___ Passage

Playboy: For example?

Jobs: Simple things like monitoring your stocks every hour or every day. When a stock gets beyond set limits, the computer will call my broker and electronically sell it and then let me know.

Inside Google’s Secret Drone Delivery Program – Alexis Madrigal

Only, this one isn’t quite a secret anymore. Not a good read if you’re too Google-phobic, but drones are coming, and maybe we get to decide on who’s terms.

“When the Pony Express came along, it really reshaped society to be able to move things around fairly reliably at that speed, which was measured in many days. The U.S. Postal Service—growing partly out of the Pony Express and having it be even more reliable and starting to shorten the time—really did change society again.

“FedEx overnight delivery has absolutely changed the world again. We’re starting to see same-day service actually change the world,” he continued. “Why would we think that the next 10x—being able to get something in just a minute or two—wouldn’t change the world?”

Aol’s Chat Room Monitor Revolt – Alex Mayyasi

Hey look, it’s “digital sharecropping” again! Why Aol treating its moderators like employees backfired in the 90’s, and why Reddit is keen not to repeat those mistakes.

This author is only 25 years old, yet he finds himself dated by the prospect of explaining to young people the excitement of entering a chat room operating under the title “Sports.” Aol’s chat rooms were new, intriguing, and a draw. But people had not yet accepted that the Internet was a Wild West, always a bit out of control, so Aol worried about how to keep chat rooms safe. How could the company keep parents from barring their children from chat rooms like the sketchy park down the street?

The Making of McKinsey – Duff McDonald

It seems commonsensical, but McKinsey’s new way of looking at the use of the budgeting process sparked nothing short of a revolution. “No other mechanism of management of similar scope and complexity has ever been introduced so rapidly,” wrote one commentator just ten years later. “It is estimated that 80 percent of budgets installed in industry have been put in since 1922.”

Yes, that’s right. Budgets, as we know them today, are less than a hundred years old. And, as originally envisaged, they would be adjusted over the course of a project: no one could expect to create one budget at the outset and for that to ever be correct at the conclusion.

The Craft Beer Movement – Phil Balliet

Just as soda is dominated by Coca-Cola and PepsiCo, Anheuser-Busch InBev and SABMiller dominate the beer market. Each produces hundreds of millions of barrels of beer per year. Together the two make 90% of all beer sold in the United States.

The “Big Two” have also bought up hundreds of other beer companies in what some call the “Beer Wars.” Stella, Hoegaarden, and even Leffe (which was founded in 1240) are now all owned by the same company that makes Budweiser.

Another Priceonomics article; this one about what it takes to get ahead as a small brewery. Amero-centric, but just knowing that the many of the ‘craft’ beers you see like ‘Blue Moon’ are actually promoted by Budweiser is interesting. (I so wanted to go with “sobering”).

What Happens when Digital Cities are Abandoned – Laura Hall

When Second Life launched in 2003, the world was captivated by visions of Neal Stephenson’s Snow Crash come to life.

______

Required work: Copy the link roundup word for word, starting with "The Craft Beer" and going on through "the United States.".

___ Material supplied

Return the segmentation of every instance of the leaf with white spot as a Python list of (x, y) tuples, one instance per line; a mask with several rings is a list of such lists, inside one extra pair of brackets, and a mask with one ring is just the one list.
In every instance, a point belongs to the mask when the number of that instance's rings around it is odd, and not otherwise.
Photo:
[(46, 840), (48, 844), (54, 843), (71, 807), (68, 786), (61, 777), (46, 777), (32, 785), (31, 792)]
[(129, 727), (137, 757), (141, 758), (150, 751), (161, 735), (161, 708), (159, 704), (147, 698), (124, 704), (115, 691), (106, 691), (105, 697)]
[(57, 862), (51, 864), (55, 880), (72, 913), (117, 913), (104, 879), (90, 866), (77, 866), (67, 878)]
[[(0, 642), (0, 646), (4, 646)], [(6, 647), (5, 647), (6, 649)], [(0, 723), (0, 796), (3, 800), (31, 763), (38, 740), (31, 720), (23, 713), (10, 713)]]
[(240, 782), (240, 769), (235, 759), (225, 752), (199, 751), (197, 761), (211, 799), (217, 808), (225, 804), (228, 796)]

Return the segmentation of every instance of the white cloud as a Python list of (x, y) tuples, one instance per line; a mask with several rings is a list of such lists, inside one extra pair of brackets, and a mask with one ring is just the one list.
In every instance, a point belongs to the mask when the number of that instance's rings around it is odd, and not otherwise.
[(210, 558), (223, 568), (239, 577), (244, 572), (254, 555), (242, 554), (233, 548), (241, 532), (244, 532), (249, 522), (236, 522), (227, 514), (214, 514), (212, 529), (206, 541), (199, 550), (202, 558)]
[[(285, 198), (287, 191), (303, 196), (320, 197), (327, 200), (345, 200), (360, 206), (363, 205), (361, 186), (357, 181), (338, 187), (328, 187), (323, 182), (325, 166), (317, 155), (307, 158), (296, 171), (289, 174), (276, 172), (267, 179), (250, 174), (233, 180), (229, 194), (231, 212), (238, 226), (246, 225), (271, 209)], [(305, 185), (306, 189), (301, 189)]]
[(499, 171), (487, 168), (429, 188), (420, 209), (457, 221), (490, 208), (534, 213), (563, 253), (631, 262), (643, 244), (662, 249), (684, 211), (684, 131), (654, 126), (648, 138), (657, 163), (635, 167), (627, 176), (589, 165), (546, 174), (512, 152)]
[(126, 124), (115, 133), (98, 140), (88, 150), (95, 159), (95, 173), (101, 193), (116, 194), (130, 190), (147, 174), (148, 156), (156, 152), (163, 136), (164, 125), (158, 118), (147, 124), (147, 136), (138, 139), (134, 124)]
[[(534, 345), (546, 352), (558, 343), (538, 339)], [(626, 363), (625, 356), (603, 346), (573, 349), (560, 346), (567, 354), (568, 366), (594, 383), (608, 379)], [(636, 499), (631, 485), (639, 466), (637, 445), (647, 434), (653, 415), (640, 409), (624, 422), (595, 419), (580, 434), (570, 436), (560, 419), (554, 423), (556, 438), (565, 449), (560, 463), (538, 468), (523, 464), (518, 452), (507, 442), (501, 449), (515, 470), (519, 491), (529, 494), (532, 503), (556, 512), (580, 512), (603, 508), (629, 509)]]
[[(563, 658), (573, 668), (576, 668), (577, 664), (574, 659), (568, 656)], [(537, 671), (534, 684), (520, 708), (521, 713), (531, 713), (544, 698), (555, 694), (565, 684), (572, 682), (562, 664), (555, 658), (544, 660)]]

______

Exercise answer:
The Craft Beer Movement – Phil Balliet

Just as soda is dominated by Coca-Cola and PepsiCo, Anheuser-Busch InBev and SABMiller dominate the beer market. Each produces hundreds of millions of barrels of beer per year. Together the two make 90% of all beer sold in the United States.